循環器内科とは

循環器内科イメージ

循環器とは、血液を循環させるために必要な器官の総称です。当診療科では、血液を全身に送る役割を持つ、心臓、血管などの異常や疾患について、診察、検査、治療を行います。

当科では、胸の圧迫感や痛み、動悸、息切れ、呼吸困難、背中の痛み、めまいなどの症状で来院される方が多いです。また、健診で血圧の異常などを指摘され、受診する方も少なくありません。

対象となる疾患には、高血圧、虚血性心疾患(狭心症、心筋梗塞)、不整脈、動脈硬化、心臓弁膜症、心筋症、心不全などが含まれます。

診察結果によって、医師が必要と判断した場合、心電図(12誘導心電図、ホルター心電図(24時間心電図記録が可能)など)、胸部X線検査(レントゲン撮影)、心臓超音波検査(心エコー)などを実施します。また、CT、MRI、心臓カテーテルなどの検査が必要であれば、提携医療機関をご紹介します。

当診療科でよく
見受けられる主な症状

  • 血圧が基準値を超えて慢性的に高い
  • 胸が強く締めつけられるように痛む
  • 運動時に胸が苦しくなるが、休むと楽になる
  • 動悸を感じる
  • 脈が乱れたり、飛んでいる感覚がある
  • 息苦しさがある
  • 運動時の息切れがひどくなった気がする
  • 健診結果で心電図や胸部X線検査に異常を指摘された など

循環器内科で扱われる主な疾患

高血圧、不整脈、動脈硬化、脂質異常症(高脂血症)、狭心症、心筋梗塞、心不全、心臓弁膜症、閉塞性動脈硬化症、大動脈瘤 など

心筋梗塞

心筋梗塞とは

心筋に血液を供給する冠動脈が閉塞し、酸素供給が途絶えたことで心筋が壊死し、生命に危険を及ぼす可能性があるのが心筋梗塞です。

______________________________

→ **課題一覧**:
[a] 循環器内科の紹介文から、「循環器とは、血液を循環させる」を含む語句で始まり「診する方も少なくありません。」で終わる部分を、一字も変えずに書き写してください。
[b] 循環器内科の紹介文の続きを、最後に示された文の後から書き進めてください。

______________________________

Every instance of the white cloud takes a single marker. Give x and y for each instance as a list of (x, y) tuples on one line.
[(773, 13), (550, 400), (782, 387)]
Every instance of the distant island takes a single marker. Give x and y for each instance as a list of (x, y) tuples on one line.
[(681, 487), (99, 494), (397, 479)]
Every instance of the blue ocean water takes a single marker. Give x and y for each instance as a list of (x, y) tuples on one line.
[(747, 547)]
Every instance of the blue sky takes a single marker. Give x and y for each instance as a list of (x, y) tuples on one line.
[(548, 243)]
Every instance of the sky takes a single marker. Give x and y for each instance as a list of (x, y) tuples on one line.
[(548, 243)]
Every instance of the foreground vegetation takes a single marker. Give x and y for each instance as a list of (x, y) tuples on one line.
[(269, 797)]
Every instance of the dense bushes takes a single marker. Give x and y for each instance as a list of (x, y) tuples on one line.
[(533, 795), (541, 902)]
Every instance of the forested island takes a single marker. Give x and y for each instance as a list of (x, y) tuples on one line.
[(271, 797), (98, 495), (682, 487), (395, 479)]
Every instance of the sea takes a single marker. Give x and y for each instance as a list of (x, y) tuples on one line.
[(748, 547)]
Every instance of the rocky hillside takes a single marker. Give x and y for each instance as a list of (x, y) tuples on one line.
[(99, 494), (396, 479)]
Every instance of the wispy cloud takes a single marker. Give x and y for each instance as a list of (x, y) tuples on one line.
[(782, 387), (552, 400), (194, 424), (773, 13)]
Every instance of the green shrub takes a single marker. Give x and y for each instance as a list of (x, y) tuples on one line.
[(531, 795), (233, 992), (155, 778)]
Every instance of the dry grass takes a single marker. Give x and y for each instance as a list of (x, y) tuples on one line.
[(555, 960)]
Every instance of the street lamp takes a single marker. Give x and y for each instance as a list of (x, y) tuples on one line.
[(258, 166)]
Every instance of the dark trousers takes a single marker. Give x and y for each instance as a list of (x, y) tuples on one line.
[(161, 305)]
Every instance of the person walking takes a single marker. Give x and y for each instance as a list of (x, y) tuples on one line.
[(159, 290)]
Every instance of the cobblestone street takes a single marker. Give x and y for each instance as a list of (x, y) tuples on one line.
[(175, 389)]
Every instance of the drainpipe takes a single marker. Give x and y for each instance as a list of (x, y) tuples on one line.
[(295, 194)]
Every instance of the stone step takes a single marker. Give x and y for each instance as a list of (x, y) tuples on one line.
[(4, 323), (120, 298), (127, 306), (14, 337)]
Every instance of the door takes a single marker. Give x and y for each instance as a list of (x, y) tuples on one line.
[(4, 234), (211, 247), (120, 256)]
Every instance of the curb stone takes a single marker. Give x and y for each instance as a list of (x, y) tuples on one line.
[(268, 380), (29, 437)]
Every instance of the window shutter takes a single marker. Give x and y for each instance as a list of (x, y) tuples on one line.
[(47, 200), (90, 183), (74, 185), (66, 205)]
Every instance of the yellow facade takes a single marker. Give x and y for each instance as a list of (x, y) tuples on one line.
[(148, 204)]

______________________________

→ **課題の解答**:
[a]
循環器とは、血液を循環させるために必要な器官の総称です。当診療科では、血液を全身に送る役割を持つ、心臓、血管などの異常や疾患について、診察、検査、治療を行います。

当科では、胸の圧迫感や痛み、動悸、息切れ、呼吸困難、背中の痛み、めまいなどの症状で来院される方が多いです。また、健診で血圧の異常などを指摘され、受診する方も少なくありません。

[b]
冠動脈が閉塞する原因には、加齢、生活習慣病(高血圧、糖尿病、脂質異常症など)の罹患、喫煙などによる動脈硬化の進行が挙げられます。これにより冠動脈に脂質が蓄積し、プラークが形成されます。その後、プラークが破裂して血栓が形成され、冠動脈が完全に閉塞されると心筋梗塞(急性心筋梗塞)と診断されます。

閉塞により、詰まった先には血液が行き届かなくなります。典型的な症状は、胸部や背中の強い痛み、冷や汗、吐き気・嘔吐、息苦しさなどです。こうした発作が20分以上続くと心筋梗塞が疑われます。さらに、閉塞後約40分で一部の心筋が壊死し始めます。これが心筋梗塞です。治療が遅れると命に関わることもあります。こうした症状が出現した場合は、自分で医療機関を受診するのではなく、ただちに119番通報して救急要請をしてください。

治療について

治療についてですが、冠動脈の閉塞を迅速に解消することが目標です。

具体的には、カテーテルを用いて閉塞した血管を広げる経皮的冠動脈インターベーション(PCI)を行います。私も以前はPCIを専門として診療をしていました。

また、カテーテル治療を行った後も再発予防のために抗血小板薬、動脈硬化抑制薬としてスタチン系薬剤、心保護薬(β遮断薬、アンジオテンシンⅡ受容体拮抗薬など)を基本的に一生涯使用します。

心不全

心不全とは

心不全は病名ではなく、心臓の機能が低下している状態を指します。具体的には、心臓血液を送り出すポンプ機能が低下し、十分な血液を送り出せなくなると、血液が滞留し、うっ血状態になります。この結果、様々な症状が現れます。

心機能が低下する原因は複数あります。高血圧、虚血性心疾患(狭心症・心筋梗塞)、心筋症、心臓弁膜症、心筋炎、不整脈などの心疾患に、COPDや肺血栓塞栓症などの肺疾患、甲状腺機能異常、薬剤の影響などが追い打ちをかけ発症します。

心不全は急性心不全と慢性心不全に大別されます。前者は急激に心機能が低下するもので、激しい呼吸困難、咳や痰(泡状でピンク色になることもある)、冷や汗、胸部痛、脈の速まりなどがみられます。後者は徐々に心機能が低下する状態で、慢性心不全が急激に悪化することもあります。一般的な症状としては、坂道や階段で息切れを感じる、足のむくみや息苦しさ、体重増加などが挙げられます。

診断に必要な検査には、血液検査、心電図、心臓超音波検査(心エコー)や胸部X線撮影などがあります。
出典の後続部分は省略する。